**SOURCE DOCUMENT**
○ ○ ○

- Years active: 2006–present
- Labels: Be On Key Records (2006-2009) Epic Records Japan (2009-present)
- Members: Ray Gus Kohei hello
- Past members: NZM 80 Naoki KenT
- Website: dustz.net

= Dustz =

Japanese rock band

Dustz (currently stylized as DUSTZ) is a Japanese rock band fronted by French-Japanese actor Ray Fujita. Formed by Fujita and two of his classmates from the Lycée franco-japonais de Tokyo, the group has gained national renown by performing theme songs to various shows, including Sengoku Basara: Samurai Kings, Blood-C. and most recently Zero: Black Blood.

Dustz's first album Trois was released by Epic Records Japan on December 14, 2011. Its deluxe edition was released in Digipak form with a DVD of Dustz's music videos.

○ ○ ○

**SUPPLIED RECORDS**

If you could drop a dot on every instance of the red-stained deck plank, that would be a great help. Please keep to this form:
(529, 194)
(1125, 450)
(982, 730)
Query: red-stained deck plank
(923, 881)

○ ○ ○

**EXERCISE REQUIREMENTS**
a - List every show the Dustz profile names as one the band performed a theme song for.
b - Copy the records above verbatim, every line in order.

**OUTPUTS IN ORDER**
a -
Sengoku Basara: Samurai Kings
Blood-C.
Zero: Black Blood

b -
If you could drop a dot on every instance of the red-stained deck plank, that would be a great help. Please keep to this form:
(529, 194)
(1125, 450)
(982, 730)
Query: red-stained deck plank
(923, 881)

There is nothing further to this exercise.